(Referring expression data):
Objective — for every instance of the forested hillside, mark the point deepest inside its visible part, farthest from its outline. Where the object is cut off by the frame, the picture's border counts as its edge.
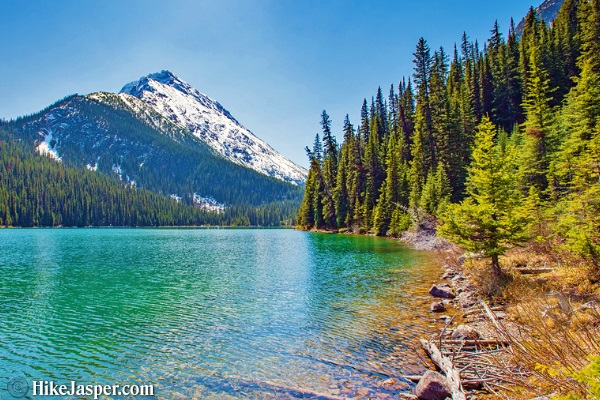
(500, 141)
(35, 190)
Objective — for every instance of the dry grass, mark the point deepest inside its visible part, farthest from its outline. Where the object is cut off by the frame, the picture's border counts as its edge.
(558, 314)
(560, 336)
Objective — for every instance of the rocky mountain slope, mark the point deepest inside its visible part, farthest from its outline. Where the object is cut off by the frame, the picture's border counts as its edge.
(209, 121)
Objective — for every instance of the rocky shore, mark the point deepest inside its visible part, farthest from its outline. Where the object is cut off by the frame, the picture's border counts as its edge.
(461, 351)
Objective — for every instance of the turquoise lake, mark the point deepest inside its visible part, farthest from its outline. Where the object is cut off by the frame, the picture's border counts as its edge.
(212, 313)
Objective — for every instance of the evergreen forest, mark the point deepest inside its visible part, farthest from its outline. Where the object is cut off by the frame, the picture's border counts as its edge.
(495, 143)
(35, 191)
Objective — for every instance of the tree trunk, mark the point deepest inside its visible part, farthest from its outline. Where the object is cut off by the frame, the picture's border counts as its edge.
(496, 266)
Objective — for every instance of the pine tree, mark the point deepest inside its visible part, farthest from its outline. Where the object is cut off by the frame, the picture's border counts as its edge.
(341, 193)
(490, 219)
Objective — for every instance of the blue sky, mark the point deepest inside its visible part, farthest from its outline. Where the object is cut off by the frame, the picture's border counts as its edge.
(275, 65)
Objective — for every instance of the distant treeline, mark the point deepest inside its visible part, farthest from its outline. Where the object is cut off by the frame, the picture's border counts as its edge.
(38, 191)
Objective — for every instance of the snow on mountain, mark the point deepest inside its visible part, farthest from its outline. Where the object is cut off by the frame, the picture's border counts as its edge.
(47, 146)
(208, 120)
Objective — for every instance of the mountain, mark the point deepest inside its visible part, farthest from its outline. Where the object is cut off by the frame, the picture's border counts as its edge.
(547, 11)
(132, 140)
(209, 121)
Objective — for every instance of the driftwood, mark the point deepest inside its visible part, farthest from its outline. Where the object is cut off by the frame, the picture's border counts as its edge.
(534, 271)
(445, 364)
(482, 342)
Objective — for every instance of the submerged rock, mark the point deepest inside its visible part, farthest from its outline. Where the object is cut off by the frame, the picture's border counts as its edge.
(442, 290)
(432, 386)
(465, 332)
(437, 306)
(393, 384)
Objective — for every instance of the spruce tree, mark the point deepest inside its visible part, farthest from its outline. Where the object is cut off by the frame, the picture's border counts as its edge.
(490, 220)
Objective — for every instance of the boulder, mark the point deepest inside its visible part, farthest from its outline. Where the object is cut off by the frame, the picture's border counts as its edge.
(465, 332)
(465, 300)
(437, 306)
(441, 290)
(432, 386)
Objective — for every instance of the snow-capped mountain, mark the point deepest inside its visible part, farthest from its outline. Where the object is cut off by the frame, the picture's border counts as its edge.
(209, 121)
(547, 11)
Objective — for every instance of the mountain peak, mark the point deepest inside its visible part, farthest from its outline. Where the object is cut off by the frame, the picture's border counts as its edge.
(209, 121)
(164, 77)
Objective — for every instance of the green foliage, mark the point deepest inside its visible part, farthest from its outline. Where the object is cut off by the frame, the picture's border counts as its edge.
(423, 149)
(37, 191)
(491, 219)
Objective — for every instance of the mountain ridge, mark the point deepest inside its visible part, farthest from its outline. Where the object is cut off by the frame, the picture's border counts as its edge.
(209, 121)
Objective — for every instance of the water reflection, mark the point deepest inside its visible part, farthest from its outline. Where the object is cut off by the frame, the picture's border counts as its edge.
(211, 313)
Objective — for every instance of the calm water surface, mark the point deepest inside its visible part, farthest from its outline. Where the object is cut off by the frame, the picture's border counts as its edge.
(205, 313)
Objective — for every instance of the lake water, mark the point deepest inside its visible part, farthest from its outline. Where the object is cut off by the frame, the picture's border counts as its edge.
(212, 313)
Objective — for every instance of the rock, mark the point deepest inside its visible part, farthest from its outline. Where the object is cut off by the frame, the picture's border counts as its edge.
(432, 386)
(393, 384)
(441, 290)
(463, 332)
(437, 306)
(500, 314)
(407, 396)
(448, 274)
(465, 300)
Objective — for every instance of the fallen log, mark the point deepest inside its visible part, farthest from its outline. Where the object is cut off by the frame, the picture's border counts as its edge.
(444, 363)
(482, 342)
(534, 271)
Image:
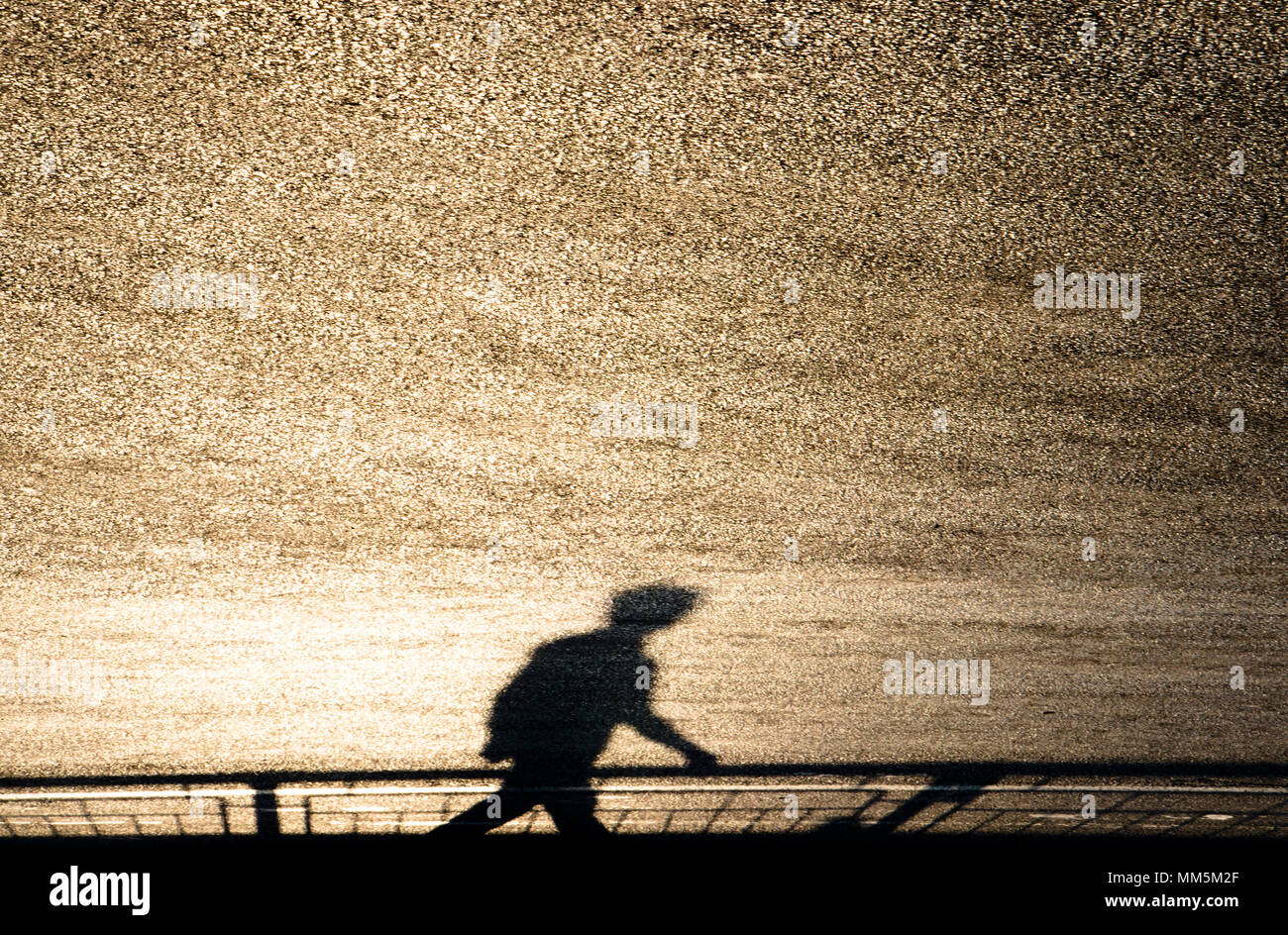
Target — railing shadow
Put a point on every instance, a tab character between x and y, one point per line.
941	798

(What you have to do): The required answer is the lines from the one that contains "Objective — for every instance of the lake" through the last line of the records, restated word for word, with every picture dropped.

(The answer):
Objective — for every instance of the lake water, mark the point deepest inside its visible part, farthest from its outline. Where the object is cut off by the frame, the picture's border counts as its edge.
(212, 313)
Objective — for every instance of the rock, mark the point deepest inside its visible part, farthest from its outline. Where the object is cut off by the frame, the picture's border counts as its edge.
(432, 386)
(393, 384)
(441, 290)
(463, 332)
(437, 306)
(500, 314)
(407, 396)
(448, 274)
(465, 300)
Objective — for every instance of the fallen log, mark the point deepest inside its visible part, farthest from its outline. Where the object is cut off by the frame, the picture's border counts as its edge.
(444, 363)
(482, 342)
(534, 271)
Image:
Target — railing shadow
Put a point on every instance, a tab character between x and y, one point per line.
941	798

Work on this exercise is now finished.